Complete the following:
[1] From the pull request description, reproduce the passage starting at "I ended up not" and ending at "issue/PR here :)".
[2] In the pull request description, what error does ducklake_add_data_files fail with?

Passage shown:
'''

I ended up not opening an issue for this since I already have the fix in the PR. If the issue is a prerequisite, I can take the time to open one. Also hi ! This is my first issue/PR here :)

Summary
Fixes a bug where ducklake_add_data_files fails with "bigint out of range" error when registering parquet files containing List(Struct(...)) columns with NULL values at various nesting levels.

Issue Reproduction Details

DuckDB version: 1.4.3
DuckLake version: core_nightly (tested 2024-12-27)
PostgreSQL version: 16
OS: Linux
Python 3.11

We can use this Python script to generate a Parquet file that will trigger the failure.

#!/usr/bin/env python3
"""Minimal reproduction for DuckLake bigint overflow bug."""
import pyarrow as pa
import pyarrow.parquet as pq
import random
import os

OUTPUT_DIR = "/tmp/ducklake_repro"
PARQUET_FILE = f"{OUTPUT_DIR}/nested_data.parquet"

def create_parquet():
    os.makedirs(OUTPUT_DIR, exist_ok=True)
    n = 100000
    random.seed(42)
    
    records = []
    for i in range(n):
        if i % 8 == 0:
            records.append(None)  # NULL list
        elif i % 6 == 0:
            records.append([])  # Empty list
        else:
            item_list = []
            for j in range(random.randint(1, 3)):
                item = {
                    'id': f'id_{i}_{j}',
                    'metadata': {
                        'source': 'SOURCE_A',
                        'type': None if (i + j) % 7 == 0 else 'TYPE_X',
                        'extra': None,  # Always NULL
                    },
                    'attributes': {
                        'name': None if (i + j) % 9 == 0 else 'Name',
                        'code': None,  # Always NULL
                        'value': None,  # Always NULL (float)

'''

Information supplied:
'''

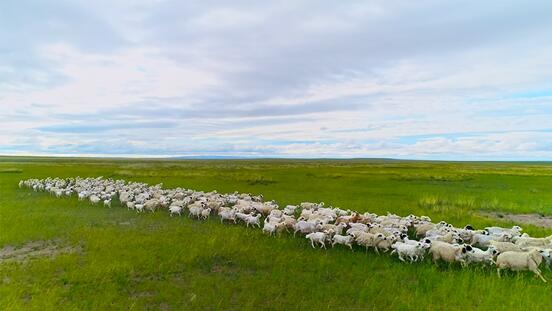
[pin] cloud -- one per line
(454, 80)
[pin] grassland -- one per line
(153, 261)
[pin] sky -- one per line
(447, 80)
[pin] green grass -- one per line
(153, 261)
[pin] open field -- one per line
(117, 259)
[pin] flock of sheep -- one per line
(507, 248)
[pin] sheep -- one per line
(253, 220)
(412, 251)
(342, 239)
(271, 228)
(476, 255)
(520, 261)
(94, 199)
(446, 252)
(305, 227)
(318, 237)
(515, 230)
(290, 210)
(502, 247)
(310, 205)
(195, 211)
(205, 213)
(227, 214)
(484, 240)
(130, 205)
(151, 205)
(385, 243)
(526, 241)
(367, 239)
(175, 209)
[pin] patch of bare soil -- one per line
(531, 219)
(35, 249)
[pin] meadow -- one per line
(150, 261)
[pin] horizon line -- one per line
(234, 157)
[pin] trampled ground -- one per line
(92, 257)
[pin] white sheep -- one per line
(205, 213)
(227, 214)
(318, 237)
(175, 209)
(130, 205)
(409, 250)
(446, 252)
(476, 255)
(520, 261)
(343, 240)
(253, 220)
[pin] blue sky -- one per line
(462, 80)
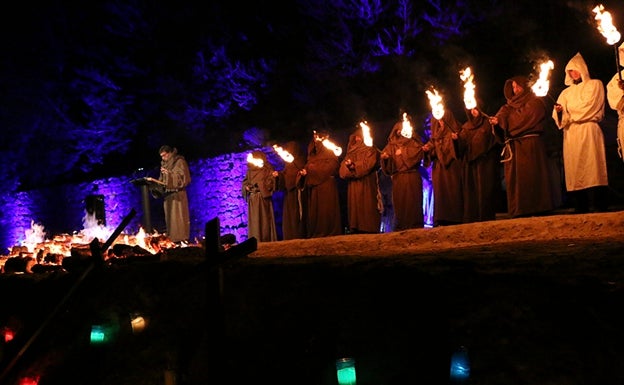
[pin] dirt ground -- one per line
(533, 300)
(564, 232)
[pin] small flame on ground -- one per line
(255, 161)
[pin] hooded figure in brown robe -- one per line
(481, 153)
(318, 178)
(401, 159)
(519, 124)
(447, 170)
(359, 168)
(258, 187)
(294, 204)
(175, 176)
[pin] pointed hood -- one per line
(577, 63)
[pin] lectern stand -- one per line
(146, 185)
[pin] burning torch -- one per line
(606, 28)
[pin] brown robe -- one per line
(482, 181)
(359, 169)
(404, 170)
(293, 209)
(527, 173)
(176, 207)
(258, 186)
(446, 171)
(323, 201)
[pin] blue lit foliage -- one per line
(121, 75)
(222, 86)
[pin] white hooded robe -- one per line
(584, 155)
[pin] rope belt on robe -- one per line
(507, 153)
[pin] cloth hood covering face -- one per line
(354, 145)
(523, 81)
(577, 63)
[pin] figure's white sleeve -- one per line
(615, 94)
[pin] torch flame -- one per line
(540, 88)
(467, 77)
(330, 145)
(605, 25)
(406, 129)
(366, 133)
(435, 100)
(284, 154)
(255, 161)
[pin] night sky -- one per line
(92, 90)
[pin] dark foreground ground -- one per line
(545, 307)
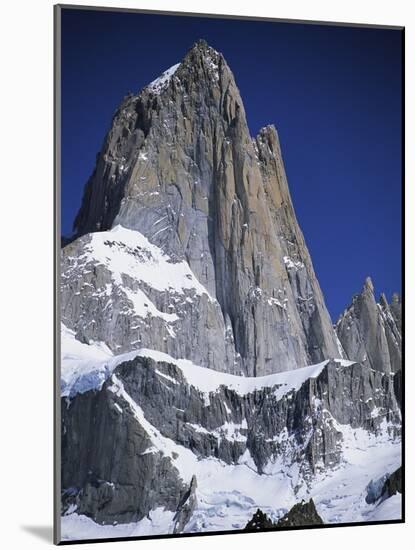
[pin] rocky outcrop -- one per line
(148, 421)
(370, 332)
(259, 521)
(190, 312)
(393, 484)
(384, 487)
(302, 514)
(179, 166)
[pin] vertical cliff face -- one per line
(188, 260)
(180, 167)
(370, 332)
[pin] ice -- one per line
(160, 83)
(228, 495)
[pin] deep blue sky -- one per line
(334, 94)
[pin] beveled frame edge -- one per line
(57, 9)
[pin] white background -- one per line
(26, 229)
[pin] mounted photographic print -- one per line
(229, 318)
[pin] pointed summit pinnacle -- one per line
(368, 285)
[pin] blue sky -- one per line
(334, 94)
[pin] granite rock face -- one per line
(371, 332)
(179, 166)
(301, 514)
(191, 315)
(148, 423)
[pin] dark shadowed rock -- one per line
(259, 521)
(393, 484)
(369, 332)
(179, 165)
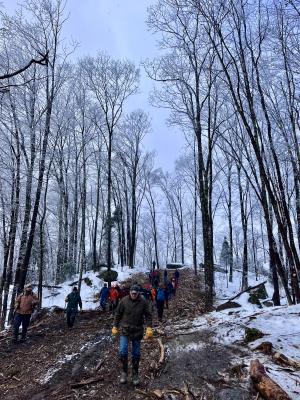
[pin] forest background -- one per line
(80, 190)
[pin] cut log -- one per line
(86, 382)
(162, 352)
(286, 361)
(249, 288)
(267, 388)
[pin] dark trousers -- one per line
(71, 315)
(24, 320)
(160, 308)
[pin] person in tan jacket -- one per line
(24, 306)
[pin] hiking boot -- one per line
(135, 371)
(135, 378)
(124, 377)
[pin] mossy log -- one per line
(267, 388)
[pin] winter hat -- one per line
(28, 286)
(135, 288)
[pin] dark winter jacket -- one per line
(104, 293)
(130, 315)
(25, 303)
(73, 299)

'''
'''

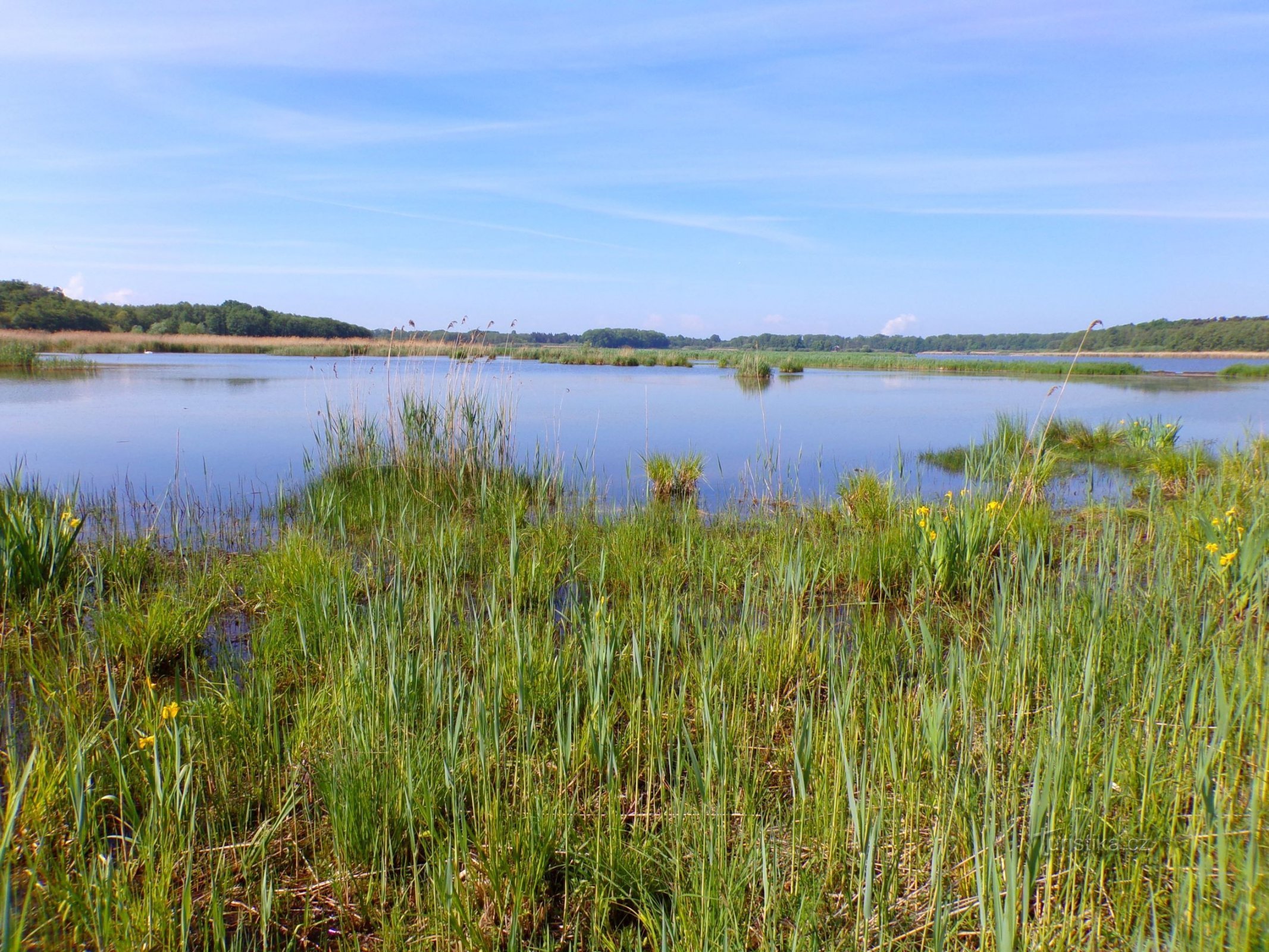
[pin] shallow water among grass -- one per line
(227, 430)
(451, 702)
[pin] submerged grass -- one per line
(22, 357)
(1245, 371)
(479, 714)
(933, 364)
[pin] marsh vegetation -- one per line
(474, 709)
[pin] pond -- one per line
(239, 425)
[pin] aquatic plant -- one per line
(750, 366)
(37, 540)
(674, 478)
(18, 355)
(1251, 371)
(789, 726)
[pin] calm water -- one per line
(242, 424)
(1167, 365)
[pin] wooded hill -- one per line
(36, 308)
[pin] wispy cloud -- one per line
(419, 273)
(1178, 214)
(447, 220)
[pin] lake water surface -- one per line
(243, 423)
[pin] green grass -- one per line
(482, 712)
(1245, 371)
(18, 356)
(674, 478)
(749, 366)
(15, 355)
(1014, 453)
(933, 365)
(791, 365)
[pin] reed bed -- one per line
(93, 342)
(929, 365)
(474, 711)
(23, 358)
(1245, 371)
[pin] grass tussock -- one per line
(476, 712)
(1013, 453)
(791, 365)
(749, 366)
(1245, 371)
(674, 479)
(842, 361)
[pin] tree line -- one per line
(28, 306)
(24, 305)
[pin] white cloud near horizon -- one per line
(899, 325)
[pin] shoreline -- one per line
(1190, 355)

'''

Answers:
[1]
I ended up not opening an issue for this since I already have the fix in the PR. If the issue is a prerequisite, I can take the time to open one. Also hi ! This is my first issue/PR here :)

[2] It fails with a "bigint out of range" error.